The exercise:
Can you reproduce the material below with every "Pointer output" swapped for "Predicted points", leaving everything else unchanged and omitting the pictures?

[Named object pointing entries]
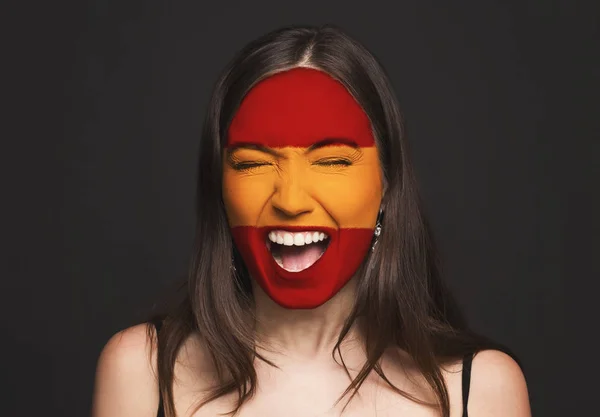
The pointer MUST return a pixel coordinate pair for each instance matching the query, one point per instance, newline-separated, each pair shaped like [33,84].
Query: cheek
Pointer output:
[353,197]
[244,197]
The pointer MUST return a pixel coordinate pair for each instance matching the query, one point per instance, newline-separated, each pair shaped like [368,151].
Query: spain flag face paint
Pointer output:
[302,186]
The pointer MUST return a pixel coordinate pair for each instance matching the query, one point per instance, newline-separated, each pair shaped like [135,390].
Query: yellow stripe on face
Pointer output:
[332,186]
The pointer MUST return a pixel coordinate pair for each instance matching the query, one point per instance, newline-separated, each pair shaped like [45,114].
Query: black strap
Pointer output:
[157,322]
[466,377]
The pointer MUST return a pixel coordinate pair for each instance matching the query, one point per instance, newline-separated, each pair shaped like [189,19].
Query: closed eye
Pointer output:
[333,162]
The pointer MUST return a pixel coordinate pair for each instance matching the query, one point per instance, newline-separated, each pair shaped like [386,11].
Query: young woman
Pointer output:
[314,289]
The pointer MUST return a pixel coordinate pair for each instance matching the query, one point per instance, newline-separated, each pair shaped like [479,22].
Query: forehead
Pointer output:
[299,107]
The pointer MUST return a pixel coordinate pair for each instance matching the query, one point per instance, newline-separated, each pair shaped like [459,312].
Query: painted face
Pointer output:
[302,186]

Solution for this task:
The pointer MUST return a pixel coordinate pair for each instance matching the query, one point per instance, newline-separated, each pair shaped like [33,84].
Query: cheek
Predicted points:
[353,197]
[244,197]
The pointer MUST return a pixel coordinate pair for each instance matching the query, one point per instance, newline-separated, each pair shaped like [368,151].
Query: spain flag face paint
Predicted points:
[302,186]
The pointer MUST return a pixel coordinate pair for each instance matching the query, one point per instance, newline-separated, each pair shaped like [135,390].
Query: yellow stripe on face
Predicted points:
[332,186]
The pointer MUST return a pixel coordinate pair for each instance matching the query, one point per instance, newline-separated, each pair shaped like [45,114].
Query: black strap
Predicted points:
[157,322]
[466,377]
The pointer MUST return a pixel coordinate pair for each instance matching the query, one point per instance, newline-separated, each pair shaped like [189,19].
Query: closed eye
Predicted points:
[333,162]
The pointer MUST return a pixel coordinate pair for each instance matching the query, one point per instance, newline-separated, each pair shaped like [386,11].
Query: young woman
Predicted points:
[314,289]
The pointer MUST return a pixel coordinate pair for each instance matching the query, one point per instance, newline-separated, each pair shaped like [479,22].
Query: forehead
Predicted points:
[299,107]
The pointer MUST return a pixel coordinate pair for each instance matching the query, one point per instance, newline-separated, each pair shaped like [459,312].
Query: painted face
Predicted points:
[302,186]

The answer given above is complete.